## [Testo fornito]

%%

Partendo dal presupposto che siamo costretti a provare sentimenti di rifiuto quando una situazione tollerabile ( o comunque “a sufficienza” valutata compatibile col proprio IO ) all’improvviso diventa per noi di disagio crescente, progressivamente intollerabile.

E allora necessariamente, istintivamente siamo costretti a valutare come sottrarci, come modificare quello stato di cose. Quel disagio ci apre al rifiuto ed innesta un percorso dove …: … dopo il disagio, dopo il rifiuto, cresce la sfiducia: un impasto di sentimenti che si provano indifferentemente  verso una persona, verso un ambiente, verso un oggetto … verso una qualunque situazione valutabile soggettivamente.

Di fronte a situazioni non sopportabili, che fanno passare dal piacere al dispiacere, dall’agio al disagio, non può che scaturire una scelta sottesa da sentimento quale il RIFIUTO   ( I “NO” con cui troppo spesso ci siamo trovati a fare i conti ).

%%

## [Dati registrati]
%%

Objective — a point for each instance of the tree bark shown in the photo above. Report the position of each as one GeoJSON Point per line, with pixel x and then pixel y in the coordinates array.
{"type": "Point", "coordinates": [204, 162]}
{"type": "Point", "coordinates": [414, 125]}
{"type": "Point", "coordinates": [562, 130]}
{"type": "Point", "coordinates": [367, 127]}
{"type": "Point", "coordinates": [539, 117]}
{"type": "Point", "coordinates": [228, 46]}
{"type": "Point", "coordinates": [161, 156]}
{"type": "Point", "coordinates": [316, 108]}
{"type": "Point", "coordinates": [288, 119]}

%%
%%

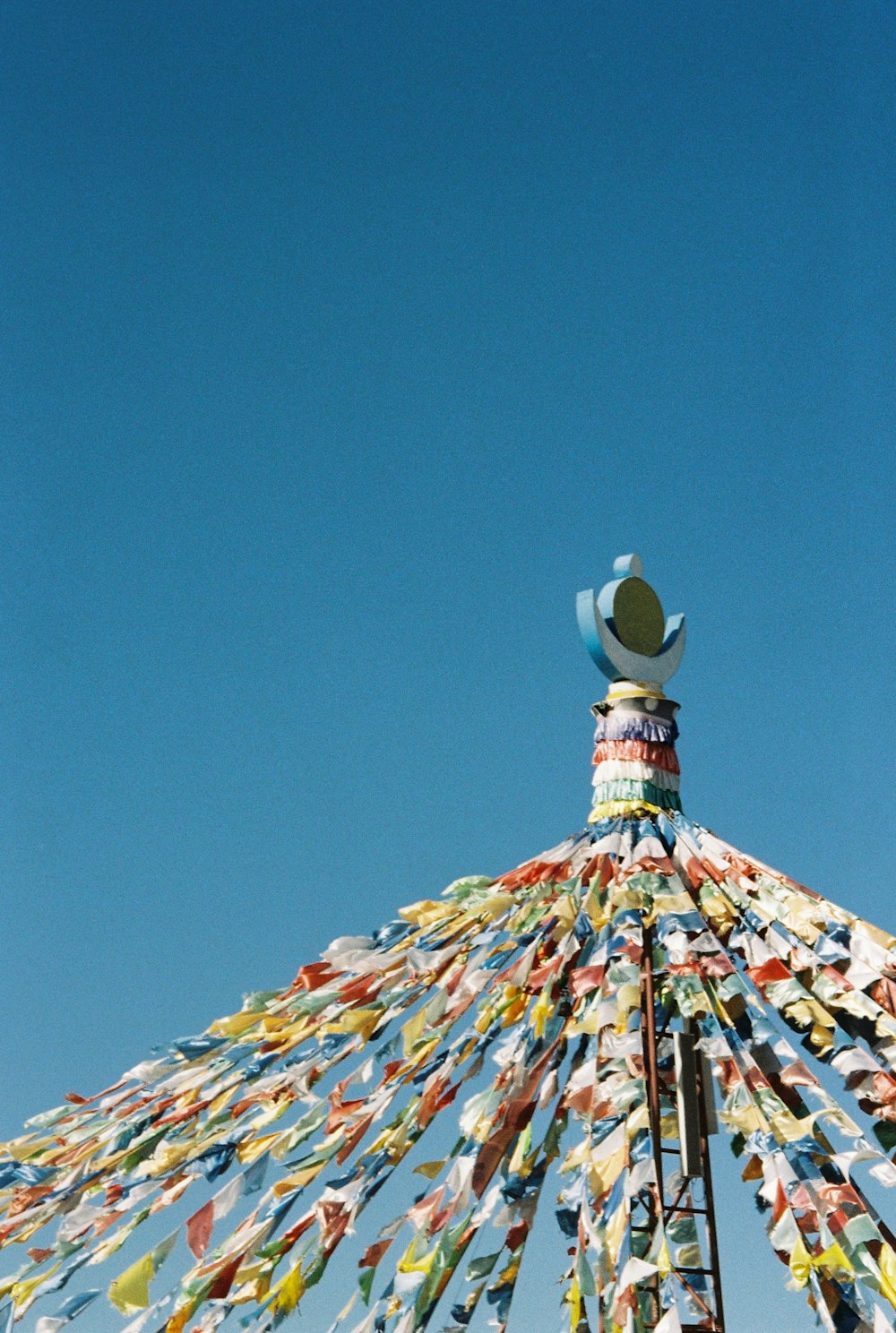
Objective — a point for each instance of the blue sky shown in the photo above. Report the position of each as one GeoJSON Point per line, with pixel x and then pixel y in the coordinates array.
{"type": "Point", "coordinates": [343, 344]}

%%
%%

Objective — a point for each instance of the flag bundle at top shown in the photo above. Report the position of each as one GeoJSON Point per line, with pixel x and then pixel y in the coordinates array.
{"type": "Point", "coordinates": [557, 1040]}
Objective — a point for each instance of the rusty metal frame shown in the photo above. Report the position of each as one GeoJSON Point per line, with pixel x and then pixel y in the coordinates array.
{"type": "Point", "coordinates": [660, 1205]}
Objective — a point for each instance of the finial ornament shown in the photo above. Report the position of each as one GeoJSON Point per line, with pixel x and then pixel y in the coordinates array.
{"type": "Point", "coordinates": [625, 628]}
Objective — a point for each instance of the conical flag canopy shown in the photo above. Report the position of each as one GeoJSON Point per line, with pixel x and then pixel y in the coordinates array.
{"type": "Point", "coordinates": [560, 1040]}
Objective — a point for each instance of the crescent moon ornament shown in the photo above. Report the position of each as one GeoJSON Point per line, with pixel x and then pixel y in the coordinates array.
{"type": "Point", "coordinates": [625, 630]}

%%

## [Compito scritto 1]
Secondo il testo sul rifiuto, che cosa cresce dopo il disagio e dopo il rifiuto?
## [Compito scritto 2]
Trascrivi parola per parola il passo del testo sul rifiuto che comincia con le parole "E allora necessariamente, istintivamente" e si chiude con le parole "fare i conti ).".
## [Compito scritto 3]
Prosegui il testo sul rifiuto e sul disagio a partire dalla sua ultima frase.

## [Soluzione dell'esercizio 1]
Cresce la sfiducia.

## [Soluzione dell'esercizio 2]
E allora necessariamente, istintivamente siamo costretti a valutare come sottrarci, come modificare quello stato di cose. Quel disagio ci apre al rifiuto ed innesta un percorso dove …: … dopo il disagio, dopo il rifiuto, cresce la sfiducia: un impasto di sentimenti che si provano indifferentemente  verso una persona, verso un ambiente, verso un oggetto … verso una qualunque situazione valutabile soggettivamente.

Di fronte a situazioni non sopportabili, che fanno passare dal piacere al dispiacere, dall’agio al disagio, non può che scaturire una scelta sottesa da sentimento quale il RIFIUTO   ( I “NO” con cui troppo spesso ci siamo trovati a fare i conti ).

## [Soluzione dell'esercizio 3]
Il Rifiuto, dunque, come Sentimento che segna in maniera importante la nostra storia.

Un sentimento capace di aprirci insieme all’accettazione ed al rispetto di sé,  in contrapposizione a tutto ciò che attenta al nostro equilibrio personale.

Un sentimento che, se ben riconosciuto e gestito, può portarci alla Fiducia piuttosto che alla Sfiducia, alla Simpatia piuttosto che alla Antipatia, comunque ad un migliore vissuto ed accettazione dell’Esistente… là dove ci facciamo esistere in Rispetto della Verità di ciò che siamo come Persone.

Rifiuto dunque anche inteso come momento critico di svolta nella vita di una persona, quando cioè si decide di cambiare direzione, trasformando un disagio in una volontà e desiderio di agio e tutto questo ci mobilita a cambiamenti costruttivi.

E questo accade  in qualunque momento  dell’ esistenza – ad un anno a 10 anni a 20 anni ecc. – quando l’equilibrio personale ( faticosamente raggiunto dall’ Io come ottimale “star bene”) viene attentato e minacciato e messo in discussione e la persona si attiva, in reazione, in maniera direttamente proporzionale alla propria età e maturità.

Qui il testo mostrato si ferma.